▶ TEXT TO READ:
▶

Change in v0.5.1
- Add
normalize to textmodel_doc2vec() and
pass it to as.matrix().
- Add
weights to textmodel_doc2vec() to
adjust the salience of words in the document vectors.
- Add
include_data to textmodel_word2vec()
to save the original tokens object.
Changes in v0.5.0
- Add the
model argument to
textmodel_word2vec() to update existing models.
- The
normalize argument is moved from
textmodel_word2vec() to as.matrix(). The
original argument is deprecated and set to FALSE by
default.
- Remove
weights().
- Improve the structure of C++ code.
Changes in v0.4.0
- Add the
tolower argument and set to TRUE
to lower-case tokens.
- Allow
x to be quanteda’s tokens_xptr object to enhance
efficiency.
Changes in v0.3.0
- Save docvars in the
textmodel_doc2vec objects.
- Set zero for empty documents in the
textmodel_doc2vec
objects.
- Add
probability() to compute probability of words.
Changes in v0.2.0
- Rename
word2vec(), doc2vec() and
lsa() to textmodel_word2vec(),
textmodel_doc2vec() and textmodel_lsa()
respectively.
- Simplify the C++ code to make maintenance easier.
- Add
normalize to word2vec to disable or
enable word vector normalization.

◀

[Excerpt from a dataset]

▶

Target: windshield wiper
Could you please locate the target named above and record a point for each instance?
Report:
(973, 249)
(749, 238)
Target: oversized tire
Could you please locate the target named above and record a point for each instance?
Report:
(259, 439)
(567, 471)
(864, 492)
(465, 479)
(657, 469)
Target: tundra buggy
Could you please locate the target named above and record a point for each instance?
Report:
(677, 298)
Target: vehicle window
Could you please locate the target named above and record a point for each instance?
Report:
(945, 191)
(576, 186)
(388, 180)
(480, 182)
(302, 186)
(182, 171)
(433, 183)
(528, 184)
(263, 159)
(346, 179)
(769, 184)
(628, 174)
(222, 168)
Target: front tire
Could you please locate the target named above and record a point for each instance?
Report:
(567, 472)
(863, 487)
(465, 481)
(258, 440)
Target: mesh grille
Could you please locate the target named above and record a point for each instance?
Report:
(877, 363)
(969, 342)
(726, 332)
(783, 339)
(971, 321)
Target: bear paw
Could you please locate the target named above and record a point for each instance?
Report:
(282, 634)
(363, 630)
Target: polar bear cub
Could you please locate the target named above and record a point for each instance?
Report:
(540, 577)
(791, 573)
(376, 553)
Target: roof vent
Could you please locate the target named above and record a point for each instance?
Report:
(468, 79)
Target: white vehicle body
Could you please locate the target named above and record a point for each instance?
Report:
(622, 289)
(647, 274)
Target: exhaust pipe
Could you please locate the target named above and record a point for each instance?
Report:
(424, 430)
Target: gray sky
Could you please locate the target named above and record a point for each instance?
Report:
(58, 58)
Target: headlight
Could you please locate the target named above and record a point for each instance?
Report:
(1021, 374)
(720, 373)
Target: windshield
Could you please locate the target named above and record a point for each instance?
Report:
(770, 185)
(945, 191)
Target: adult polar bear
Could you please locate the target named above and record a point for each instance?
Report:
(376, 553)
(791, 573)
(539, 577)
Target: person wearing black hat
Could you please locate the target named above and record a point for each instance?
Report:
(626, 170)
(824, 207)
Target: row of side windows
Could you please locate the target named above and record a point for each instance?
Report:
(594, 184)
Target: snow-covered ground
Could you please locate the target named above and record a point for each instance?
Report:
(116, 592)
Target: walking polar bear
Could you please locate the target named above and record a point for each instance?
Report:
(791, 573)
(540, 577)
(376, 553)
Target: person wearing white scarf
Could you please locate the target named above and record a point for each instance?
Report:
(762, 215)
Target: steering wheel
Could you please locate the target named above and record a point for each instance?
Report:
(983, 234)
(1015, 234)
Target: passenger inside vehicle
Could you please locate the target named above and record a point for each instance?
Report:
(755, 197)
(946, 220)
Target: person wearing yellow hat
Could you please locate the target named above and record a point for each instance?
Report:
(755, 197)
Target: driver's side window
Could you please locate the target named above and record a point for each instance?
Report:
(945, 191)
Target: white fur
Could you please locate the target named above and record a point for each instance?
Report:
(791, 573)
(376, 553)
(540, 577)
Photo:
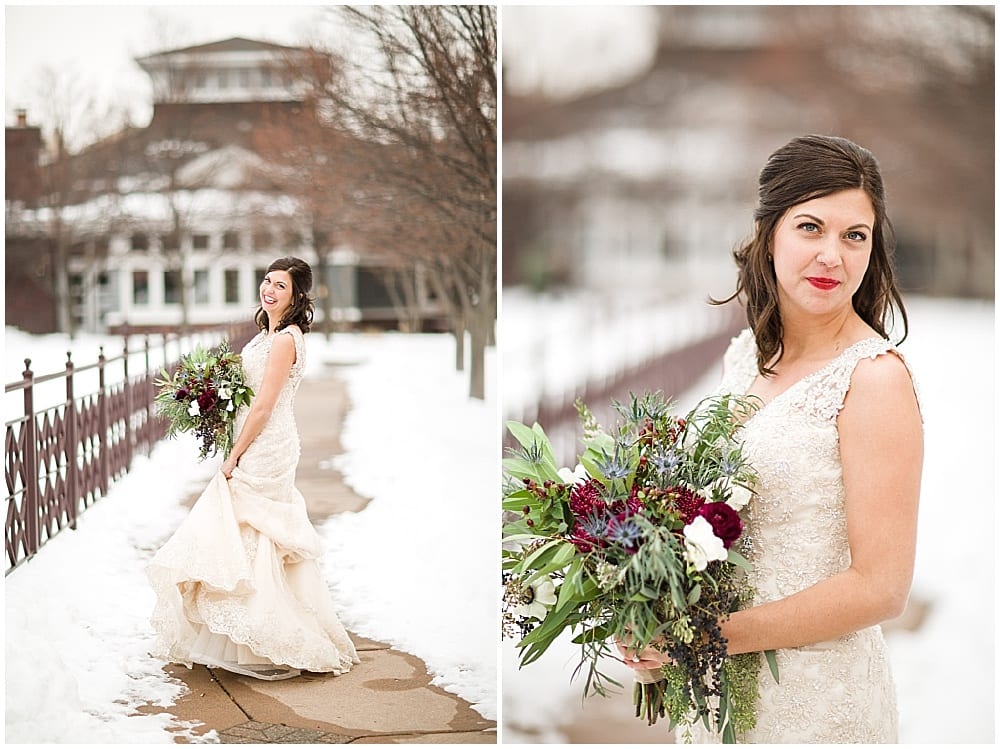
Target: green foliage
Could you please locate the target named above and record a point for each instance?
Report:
(633, 580)
(204, 376)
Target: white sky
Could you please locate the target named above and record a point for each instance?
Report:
(562, 50)
(566, 50)
(95, 46)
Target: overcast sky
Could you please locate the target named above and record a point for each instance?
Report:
(95, 46)
(564, 51)
(560, 50)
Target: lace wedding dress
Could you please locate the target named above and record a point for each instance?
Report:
(238, 585)
(839, 691)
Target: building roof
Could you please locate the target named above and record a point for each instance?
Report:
(235, 44)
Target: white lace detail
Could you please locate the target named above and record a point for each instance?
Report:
(238, 582)
(831, 692)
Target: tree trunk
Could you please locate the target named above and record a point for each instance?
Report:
(323, 289)
(60, 278)
(458, 328)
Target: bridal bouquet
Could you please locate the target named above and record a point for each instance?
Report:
(639, 544)
(203, 396)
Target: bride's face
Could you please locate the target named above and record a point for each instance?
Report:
(821, 251)
(276, 294)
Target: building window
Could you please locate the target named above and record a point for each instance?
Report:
(262, 239)
(201, 295)
(140, 287)
(258, 279)
(231, 279)
(170, 241)
(171, 287)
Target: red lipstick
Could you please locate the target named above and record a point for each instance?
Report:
(823, 283)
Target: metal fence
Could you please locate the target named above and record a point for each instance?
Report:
(672, 372)
(59, 460)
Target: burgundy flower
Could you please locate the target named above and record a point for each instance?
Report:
(725, 521)
(685, 502)
(585, 499)
(206, 401)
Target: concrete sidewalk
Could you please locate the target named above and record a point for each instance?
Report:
(386, 699)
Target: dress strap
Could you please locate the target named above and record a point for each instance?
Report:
(300, 348)
(739, 364)
(825, 393)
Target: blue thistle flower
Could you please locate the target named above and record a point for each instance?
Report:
(666, 461)
(625, 532)
(613, 467)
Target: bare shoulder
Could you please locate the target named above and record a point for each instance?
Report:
(283, 347)
(880, 386)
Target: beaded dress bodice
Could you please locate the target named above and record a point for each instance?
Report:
(831, 692)
(277, 446)
(238, 585)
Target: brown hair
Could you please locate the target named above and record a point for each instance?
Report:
(300, 311)
(808, 167)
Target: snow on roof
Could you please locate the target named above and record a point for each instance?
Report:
(235, 44)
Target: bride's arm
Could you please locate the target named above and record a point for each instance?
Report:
(881, 449)
(279, 364)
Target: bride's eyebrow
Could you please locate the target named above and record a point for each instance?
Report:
(820, 221)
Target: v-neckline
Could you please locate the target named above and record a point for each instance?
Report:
(799, 381)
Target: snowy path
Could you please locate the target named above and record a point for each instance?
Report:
(77, 614)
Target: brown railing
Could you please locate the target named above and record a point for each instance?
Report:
(59, 460)
(672, 373)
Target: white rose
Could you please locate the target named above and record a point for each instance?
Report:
(738, 497)
(541, 596)
(701, 545)
(577, 476)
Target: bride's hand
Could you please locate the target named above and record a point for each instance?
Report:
(228, 466)
(650, 658)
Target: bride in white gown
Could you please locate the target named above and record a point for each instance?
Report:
(837, 445)
(238, 585)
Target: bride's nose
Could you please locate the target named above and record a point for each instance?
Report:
(828, 255)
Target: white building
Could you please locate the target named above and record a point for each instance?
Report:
(176, 222)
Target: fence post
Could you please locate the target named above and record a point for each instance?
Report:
(32, 535)
(127, 387)
(72, 446)
(102, 424)
(148, 398)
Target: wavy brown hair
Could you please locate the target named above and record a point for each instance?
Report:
(808, 167)
(300, 311)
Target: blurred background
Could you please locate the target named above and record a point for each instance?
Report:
(632, 141)
(159, 157)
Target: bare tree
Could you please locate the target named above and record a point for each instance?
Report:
(426, 102)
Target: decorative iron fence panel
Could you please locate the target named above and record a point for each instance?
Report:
(59, 460)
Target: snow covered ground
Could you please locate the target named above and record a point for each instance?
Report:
(945, 669)
(77, 614)
(411, 569)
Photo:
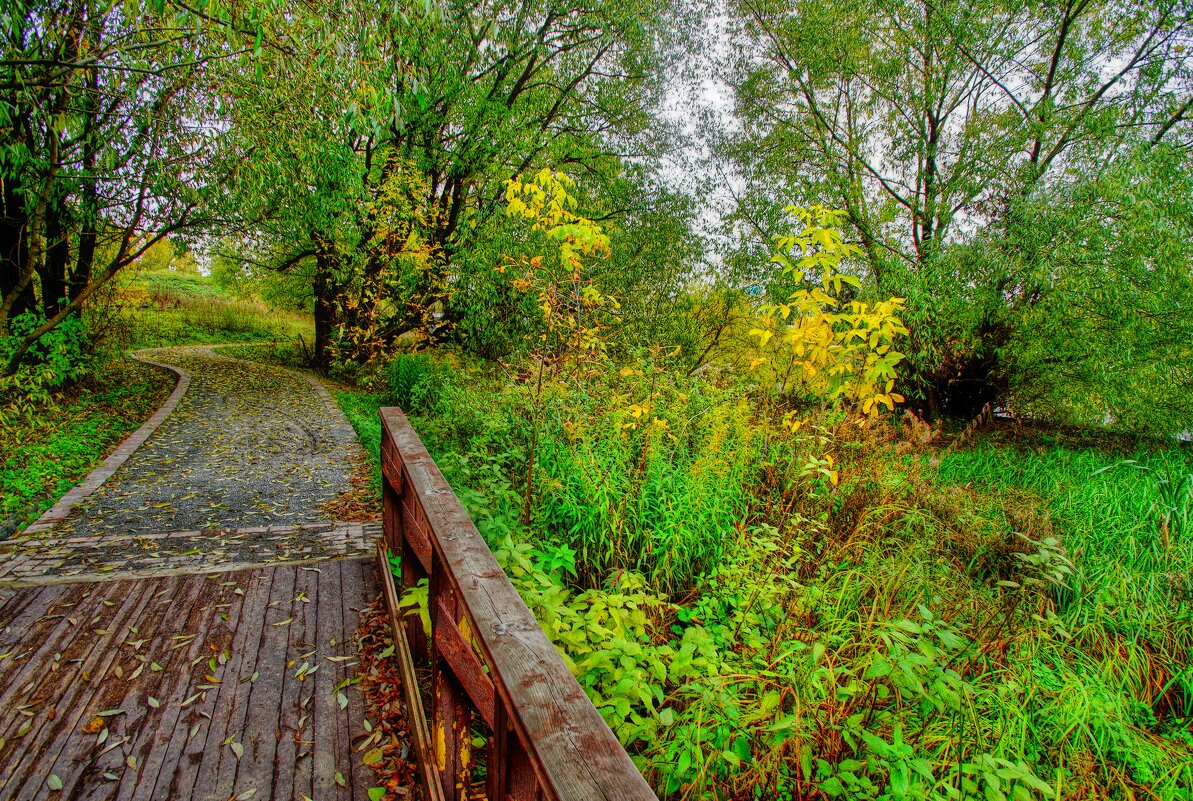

◀

▶ DIRECTIONS:
a) Quote the changelog from "Change in v0.5.1" to "include_data to textmodel_word2vec()".
b) Pull out every line of the records that contains the string "windshield", treating uppercase and lowercase as different.
The changelog and the records are unrelated pieces of material.

▶ TASK-BY-TASK RESULTS:
a)
Change in v0.5.1
- Add
normalize to textmodel_doc2vec() and
pass it to as.matrix().
- Add
weights to textmodel_doc2vec() to
adjust the salience of words in the document vectors.
- Add
include_data to textmodel_word2vec()

b)
Target: windshield wiper
Target: windshield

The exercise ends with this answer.